### What needs to be done
Would you write out the listing verbatim and skip every picture in it?
[START]
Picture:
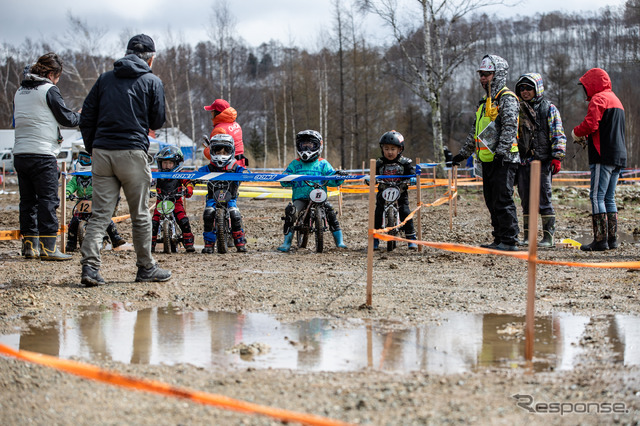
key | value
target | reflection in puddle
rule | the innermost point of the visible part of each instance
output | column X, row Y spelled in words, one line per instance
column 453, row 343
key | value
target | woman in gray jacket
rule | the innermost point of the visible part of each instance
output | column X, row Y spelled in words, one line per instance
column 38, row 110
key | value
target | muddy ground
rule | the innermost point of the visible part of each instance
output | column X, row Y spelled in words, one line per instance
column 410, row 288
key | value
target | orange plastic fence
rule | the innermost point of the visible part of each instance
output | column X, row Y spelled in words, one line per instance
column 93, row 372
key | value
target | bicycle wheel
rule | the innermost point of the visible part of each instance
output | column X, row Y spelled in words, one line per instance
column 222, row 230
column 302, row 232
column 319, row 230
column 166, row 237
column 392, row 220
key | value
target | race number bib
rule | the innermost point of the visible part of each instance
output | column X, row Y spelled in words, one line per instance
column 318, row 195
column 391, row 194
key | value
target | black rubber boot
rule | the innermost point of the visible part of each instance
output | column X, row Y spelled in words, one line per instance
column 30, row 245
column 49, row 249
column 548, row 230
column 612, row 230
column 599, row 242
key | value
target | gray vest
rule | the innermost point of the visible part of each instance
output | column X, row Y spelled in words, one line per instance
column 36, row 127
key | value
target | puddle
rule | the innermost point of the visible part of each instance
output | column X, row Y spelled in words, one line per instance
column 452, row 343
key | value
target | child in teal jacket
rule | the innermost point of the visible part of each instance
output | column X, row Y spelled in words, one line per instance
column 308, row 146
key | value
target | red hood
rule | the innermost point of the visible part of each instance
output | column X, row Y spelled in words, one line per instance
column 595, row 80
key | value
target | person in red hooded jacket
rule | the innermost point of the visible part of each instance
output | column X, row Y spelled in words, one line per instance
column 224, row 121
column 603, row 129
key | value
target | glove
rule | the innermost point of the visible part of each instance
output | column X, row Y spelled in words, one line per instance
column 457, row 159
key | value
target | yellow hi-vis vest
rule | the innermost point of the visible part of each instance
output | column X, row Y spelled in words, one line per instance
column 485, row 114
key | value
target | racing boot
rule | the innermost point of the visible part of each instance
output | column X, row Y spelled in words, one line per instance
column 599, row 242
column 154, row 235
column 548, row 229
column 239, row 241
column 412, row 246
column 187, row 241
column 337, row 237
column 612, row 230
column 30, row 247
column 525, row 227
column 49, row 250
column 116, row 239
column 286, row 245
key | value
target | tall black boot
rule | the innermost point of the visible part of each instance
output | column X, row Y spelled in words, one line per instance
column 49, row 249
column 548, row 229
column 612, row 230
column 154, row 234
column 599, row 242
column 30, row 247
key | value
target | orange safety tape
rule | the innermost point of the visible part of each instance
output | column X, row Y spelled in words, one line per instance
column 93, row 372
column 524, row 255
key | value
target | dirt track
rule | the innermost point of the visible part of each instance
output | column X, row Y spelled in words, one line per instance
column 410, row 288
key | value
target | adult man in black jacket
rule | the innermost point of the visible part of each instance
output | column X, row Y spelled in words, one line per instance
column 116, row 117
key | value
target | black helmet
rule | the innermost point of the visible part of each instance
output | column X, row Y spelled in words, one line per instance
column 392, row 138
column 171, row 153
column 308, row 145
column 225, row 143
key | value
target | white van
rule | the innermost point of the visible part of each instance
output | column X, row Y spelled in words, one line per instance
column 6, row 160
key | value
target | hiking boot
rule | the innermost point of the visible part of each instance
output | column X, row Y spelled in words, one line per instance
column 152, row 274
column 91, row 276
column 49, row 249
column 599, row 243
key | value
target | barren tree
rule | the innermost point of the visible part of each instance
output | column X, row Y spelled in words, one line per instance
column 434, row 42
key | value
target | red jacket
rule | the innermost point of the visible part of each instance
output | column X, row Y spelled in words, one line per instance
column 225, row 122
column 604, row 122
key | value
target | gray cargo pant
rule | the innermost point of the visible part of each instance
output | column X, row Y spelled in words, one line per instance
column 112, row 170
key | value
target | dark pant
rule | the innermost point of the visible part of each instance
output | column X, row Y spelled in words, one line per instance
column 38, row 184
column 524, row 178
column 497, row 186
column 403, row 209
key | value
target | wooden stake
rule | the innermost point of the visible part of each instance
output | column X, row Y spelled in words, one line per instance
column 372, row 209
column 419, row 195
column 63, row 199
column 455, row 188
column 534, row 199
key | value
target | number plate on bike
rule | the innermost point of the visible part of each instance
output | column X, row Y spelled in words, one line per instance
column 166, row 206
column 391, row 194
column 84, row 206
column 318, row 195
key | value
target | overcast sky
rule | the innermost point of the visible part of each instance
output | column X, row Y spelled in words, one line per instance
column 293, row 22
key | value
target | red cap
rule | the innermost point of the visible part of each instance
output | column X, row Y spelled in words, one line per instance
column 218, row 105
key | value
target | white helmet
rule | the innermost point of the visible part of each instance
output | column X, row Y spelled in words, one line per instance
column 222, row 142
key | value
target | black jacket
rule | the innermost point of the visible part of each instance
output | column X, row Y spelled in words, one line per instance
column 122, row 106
[END]
### Response below
Picture:
key | value
target | reflection in puddle
rule | the innermost point of the visible part of each instance
output | column X, row Y spelled in words, one line per instance
column 453, row 343
key | value
target | woman in gray jacket
rule | the innermost point of the visible part of each instance
output | column X, row Y spelled in words, one line per instance
column 38, row 110
key | value
target | muddy ground
rule | the innermost point of the visible part of each instance
output | column X, row Y spelled in words, one line per instance
column 410, row 288
key | value
target | orange plastic fence
rule | the innermost point of the visible part of each instance
output | column X, row Y spelled in words, one line per instance
column 93, row 372
key | value
target | bicycle wheel
rule | the innermost point of the visible part of each instance
output | column X, row Y spelled in words, one line per instance
column 222, row 230
column 302, row 232
column 319, row 230
column 166, row 237
column 392, row 220
key | value
target | race number bib
rule | the innermost point of the visible part of each instance
output | column X, row Y spelled in words, one line per instance
column 318, row 195
column 391, row 194
key | value
target | black rubber boot
rule | the innermost point of the visible part of each instance
output | column X, row Y spelled in words, one line per instance
column 30, row 245
column 49, row 249
column 548, row 230
column 612, row 230
column 599, row 242
key | value
target | gray vest
rule | the innermost point of the visible part of each instance
output | column X, row Y spelled in words, one line per instance
column 36, row 127
key | value
target | puddle
rule | the innermost point of the visible part of each instance
output | column X, row Y spelled in words, one line per instance
column 452, row 343
key | value
target | child in teal jacket
rule | the innermost point of the visible part of each instance
output | column X, row Y spelled in words, one line per instance
column 308, row 146
key | value
target | red hood
rule | the innermost point of the visible part of each instance
output | column X, row Y spelled in words, one line per instance
column 595, row 80
key | value
target | person in red hooded jacket
rule | the innermost point of the visible part of each instance
output | column X, row Y spelled in words, one line per instance
column 224, row 121
column 603, row 129
key | value
target | glove
rule | the innermost point of the visible part of each instance
output | column X, row Y spelled in words, one line per instance
column 457, row 159
key | value
target | yellow hi-vis vest
rule | the innermost point of the visible part of each instance
output | column X, row Y spelled in words, one line per instance
column 485, row 114
key | value
target | racing boot
rule | the innermost point of the visible part of each instance
output | column X, row Y spelled in words, one line per instance
column 599, row 242
column 154, row 235
column 548, row 229
column 239, row 241
column 412, row 246
column 187, row 241
column 337, row 237
column 612, row 230
column 30, row 247
column 525, row 227
column 49, row 250
column 116, row 239
column 286, row 245
key | value
target | tall black boot
rule | the innermost point of the visible part of each instance
output | column X, row Y spelled in words, one line per instance
column 49, row 249
column 548, row 229
column 612, row 230
column 154, row 234
column 599, row 242
column 30, row 247
key | value
target | orange safety tape
rule | the innermost point of the visible part of each instance
output | column X, row Y spelled in words, one line per instance
column 93, row 372
column 524, row 255
key | value
target | dirt track
rule | the innermost point of the visible part of each instance
output | column X, row Y spelled in words, one line per instance
column 410, row 288
key | value
target | adult man in black jacket
rule | the innermost point of the visible part of each instance
output | column X, row Y spelled in words, one line per instance
column 116, row 117
key | value
target | black helmet
rule | the innermost point of the visible part of each instance
output | column X, row Y spelled in words, one line per instance
column 392, row 138
column 171, row 153
column 308, row 145
column 225, row 143
key | value
target | white van
rule | the innermost point of the visible part of each instance
output | column X, row Y spelled in words, one line per instance
column 6, row 160
key | value
target | hiking boot
rule | the innermost point of the visible part of each instance
output | column X, row Y spelled in words, one line per instance
column 152, row 274
column 91, row 276
column 49, row 249
column 599, row 243
key | value
target | barren tree
rule | the innermost point of the visible part of each instance
output | column X, row Y spelled in words, one line per instance
column 434, row 42
key | value
target | red jacket
rule | the innermost point of the visible part of each instance
output | column X, row Y spelled in words, one line per instance
column 225, row 122
column 604, row 122
key | value
target | gray cargo pant
rule | the innermost point of the visible part of each instance
output | column X, row Y spelled in words, one line per instance
column 112, row 170
key | value
target | dark pant
rule | the innermost point of the visible part of each instance
output | column X, row Y spelled in words, one line per instance
column 38, row 184
column 524, row 178
column 497, row 186
column 403, row 209
key | value
target | wooden stake
rule | the innermost point of the visible part of each instance
output | column X, row Y spelled in words, one line per instance
column 372, row 209
column 419, row 195
column 63, row 199
column 455, row 188
column 534, row 199
key | value
target | number plate on bike
rule | the innermost point of the visible part of each instance
output | column X, row Y spelled in words, one line per instance
column 166, row 206
column 391, row 194
column 84, row 206
column 318, row 195
key | value
target | overcast sky
rule | the innermost point of the visible part of each instance
output | column X, row Y spelled in words, one line per instance
column 293, row 22
key | value
target | red cap
rule | the innermost point of the visible part of each instance
output | column X, row Y spelled in words, one line per instance
column 218, row 105
key | value
target | white helmet
rule | the innermost point of the visible part of each instance
output | column X, row Y spelled in words, one line per instance
column 222, row 142
key | value
target | black jacket
rule | the innermost point of the visible part of each instance
output | column X, row Y spelled in words, one line per instance
column 122, row 106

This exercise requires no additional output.